[Tasks to complete]
[A] In the article on Air New Zealand's outlook, by how much did the airline cut its underlying earnings guidance for the year to 30 June 2024?
[B] Extend the article on Air New Zealand's outlook by writing what comes after its last paragraph.

[Document text]
Air New Zealand - brightness on the horizon?

An interest piece written by Greg Smith, Head of Distribution at Devon Funds.

It is no secret that the airline industry has faced a turbulent time in recent years, with participants halted for long periods during the pandemic, and making large losses. The reopening post-Covid then saw supersonic passenger demand with airfares rising accordingly, and turbo-charging earnings. Volatile jet fuel costs on the back of wars and geopolitical tensions have made the journey more testing. 

From the stock market’s perspective, the sector has descended around 30% over the past five years, while global equity markets have risen strongly – the S&P500 is up over 70% in this time. Air New Zealand has also lagged the NZX50, which will not have gone unnoticed by legions of retail investors (who increased their position via the $1.2b capital rise in 2022), and the government given its 51% stake. Air New Zealand’s share price is down nearly 20% year to date, with recent weakness driven by a downgrade to earnings forecasts. 

Last month the airline reduced underlying earnings guidance for the year to 30 June 2024 by $40-$50 million, citing a softening of trading conditions both at home and abroad. In NZ, driving factors have been the cost of living pressures along with subdued corporate and government demand. The Kiwi economy is in recession and with airfares elevated, people are cutting back on travel. The airline’s ratio between revenues and available seat kilometres (RASK) on short-haul routes is down ~7% year to date versus a year ago. The airline is now putting up prices which could help but may also be a hindrance.  

On North American routes, the Kiwi carrier is suffering from intense competition. Big US airlines have yet to return to China en masse, and have directed capacity this way. Long haul year to date RASK is down 16% on a year ago. 

Outstanding Covid credits are an added complication. These have been extended until the end of 2026 and are not being used by passengers as quickly as expected. The assumed level of additional Covid-related credit “breakage” for the second half of the financial year has increased from $20 million to $50 million.

Then there are oil prices, which are highly relevant, with jet fuel being the single biggest cost item. Oil prices are unpredictable as Air New Zealand well knows. At the interim results just over two years ago the airline said it was positioned for falling oil prices – that same day Russia invaded Ukraine. Oil prices surged and did so again this year following rising geopolitical tension in the Middle East. 

Little wonder then that the near-term profit outlook is challenged. Air New Zealand expects earnings before taxation for the 2024 financial year to be in the range of $190m to $230m. Stripping out Covid credits, the underlying profit range is $95-$135m. Given reported underlying profits of $140m in the first half, our national carrier is effectively losing money, with a second-half loss of -$45m to -$5m.

Other challenges include rising costs, with part availability also a constraining factor and impacting capacity. Engine supplier Pratt Whitney is undergoing a major remedial maintenance program while issues are also being addressed on Rolls-Royce Trent 1000 engines. The latter has caused the suspension of Air NZ’s Chicago route.

[Material shown]
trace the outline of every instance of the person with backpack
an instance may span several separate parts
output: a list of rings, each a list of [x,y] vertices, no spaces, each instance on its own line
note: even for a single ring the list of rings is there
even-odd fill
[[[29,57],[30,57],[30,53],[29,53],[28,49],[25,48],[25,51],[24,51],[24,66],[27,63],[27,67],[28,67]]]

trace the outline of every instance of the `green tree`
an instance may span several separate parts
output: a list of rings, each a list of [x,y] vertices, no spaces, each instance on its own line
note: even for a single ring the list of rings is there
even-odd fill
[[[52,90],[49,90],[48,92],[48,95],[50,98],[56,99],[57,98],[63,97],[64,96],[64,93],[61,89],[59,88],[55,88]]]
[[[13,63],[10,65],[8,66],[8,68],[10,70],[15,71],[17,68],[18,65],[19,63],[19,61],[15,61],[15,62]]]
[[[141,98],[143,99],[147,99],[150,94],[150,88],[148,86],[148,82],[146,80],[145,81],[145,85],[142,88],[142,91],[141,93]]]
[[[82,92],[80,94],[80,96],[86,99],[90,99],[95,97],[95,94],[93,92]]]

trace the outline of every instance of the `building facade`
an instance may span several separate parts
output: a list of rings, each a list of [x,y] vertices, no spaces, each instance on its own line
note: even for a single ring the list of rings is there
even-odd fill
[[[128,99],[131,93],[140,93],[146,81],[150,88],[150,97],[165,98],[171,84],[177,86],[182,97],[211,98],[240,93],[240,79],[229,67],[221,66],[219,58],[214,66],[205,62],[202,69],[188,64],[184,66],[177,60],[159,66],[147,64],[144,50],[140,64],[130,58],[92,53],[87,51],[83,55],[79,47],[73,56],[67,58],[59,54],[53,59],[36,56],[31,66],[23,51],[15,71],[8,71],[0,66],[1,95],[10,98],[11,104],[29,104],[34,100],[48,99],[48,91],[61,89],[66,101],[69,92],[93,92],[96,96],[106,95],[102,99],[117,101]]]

[Responses]
[A] By $40-$50 million.

[B]
Then there is an ongoing stoush with Auckland Airport over pricing increases. The Commerce Commission will pass initial judgment this month, but price increases will ultimately be passed on to passengers, potentially further denting demand. 

With headwinds aplenty, is there any light on the horizon for Air New Zealand? Possibly. 

On the plus side of the ledger, Air New Zealand has a dominant market position, however, this should not be taken for granted. Recent figures showed that the airline is trailing Jetstar in terms of reliability. 77% of domestic flights were on time in March, down from 88% in January. International reliability has also been impacted by capacity issues.  

While the airline is beholden to engine manufacturers, these issues should be resolved in the next 12-18 months. By this time, Covid-related credits will also largely be in the rear-view. Some middle ground may also be found on landing charges. Oil prices remain something of an unknown, but there is a push for a peace deal in the Middle East. 

Intense international competition could improve as big US airlines look to reposition capacity to more profitable routes, with bigger scale opportunities. Domestically, a demand boost could be forthcoming as the economy improves, and cost-of-living pressures ease - the RBNZ could well provide some help here later in the year with cuts to interest rates.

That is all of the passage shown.